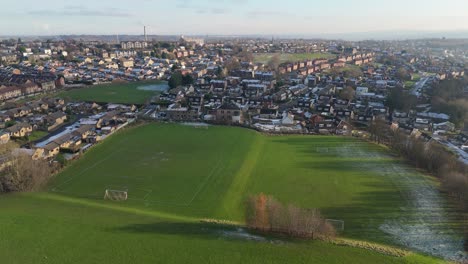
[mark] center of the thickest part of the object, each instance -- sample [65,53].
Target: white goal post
[337,224]
[115,195]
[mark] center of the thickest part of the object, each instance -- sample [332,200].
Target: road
[462,155]
[418,87]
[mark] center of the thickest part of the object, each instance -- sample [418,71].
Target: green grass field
[176,175]
[112,93]
[289,57]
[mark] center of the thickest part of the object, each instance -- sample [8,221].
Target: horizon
[236,18]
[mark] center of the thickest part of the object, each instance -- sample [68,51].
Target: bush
[24,174]
[266,214]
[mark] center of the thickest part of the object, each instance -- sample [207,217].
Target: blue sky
[228,17]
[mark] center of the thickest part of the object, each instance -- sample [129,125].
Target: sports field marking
[205,181]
---+---
## Problem requirements
Rewrite the entries above with "thickest" changed to "widest" wherever it appears, leaving every other word and number as it is. Leave the pictures out of your answer.

## Problem solution
[mark] center of the widest part of the object, each instance -- sample [65,53].
Target: white goal post
[337,224]
[115,195]
[mark] center of the widest part of the object, each instance -- sample [332,200].
Target: road
[462,155]
[418,87]
[mark] center of the widest part of the object, each instance -- sample [418,71].
Target: green grass field
[176,175]
[112,93]
[289,57]
[mark] center of the widest part of the object, each instance -- sample [8,221].
Target: horizon
[236,18]
[mark] center of the widest part of the object, each instance -- sample [68,51].
Target: bush
[24,174]
[266,214]
[mark] center of the widest part of the object, each instance -- sample [207,217].
Target: blue sky
[228,17]
[mark] center of the widest part of the object, each instance -- sample [129,125].
Target: sports field marking
[205,181]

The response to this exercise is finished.